== What needs to be done ==
In the forum thread on Nostalgia by Carlo Domeniconi, which Royal Conservatory of Music exam is the piece picked as a study for?

== Supplied passage ==

::::

# Nostalgia by Carlo Domeniconi



## minguitar (Apr 23, 2020)

Carlo Domeniconi is an Italian guitarist and composer. Although his compositions include a wide variety of genres and instrumentation choices, he is best known for his works for solo guitar, and particularly the Koyunbaba suite. Domeniconi's style is characterized by his adoption of multicultural influences, including Turkish, Indian, Arabic music, as well as Latin American, Spanish, English, jazz and blues. 
The piece is selected as a study for RCM (The Royal Conservatory of Music) Classical Guitar Level 2 Examination.


----------



## KapnKrunch (Jul 13, 2016)

What a nice lttle piece! Different too. Thanks.


----------



## minguitar (Apr 23, 2020)

thanks KapnKrunch, there are lots of easy and beautiful little pieces in RCM entry level books


----------



## KapnKrunch (Jul 13, 2016)

minguitar said:


> thanks KapnKrunch, there are lots of easy and beautiful little pieces in RCM entry level books


I didn't want to say it looked easy, but now you have encouraged me to check it out. Do you think they could be performed on a steel string? I don't own a classical.


----------



## KapnKrunch (Jul 13, 2016)

Is this the easiest one, Ming? 

Preparatory Guitar Repertoire and Etudes


----------



## minguitar (Apr 23, 2020)

KapnKrunch said:


> Is this the easiest one, Ming?
> 
> Preparatory Guitar Repertoire and Etudes


https://www.amazon.com/G5R02-Classi...d=1&keywords=RCM+guitar&qid=1591417010&sr=8-4 Level 2, not preparatory.


----------

::::

== Given material ==

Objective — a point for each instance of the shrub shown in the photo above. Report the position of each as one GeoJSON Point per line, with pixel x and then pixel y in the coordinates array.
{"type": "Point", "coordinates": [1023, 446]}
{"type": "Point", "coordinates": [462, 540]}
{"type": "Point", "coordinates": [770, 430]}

::::

== Finished task ==
The RCM Classical Guitar Level 2 Examination.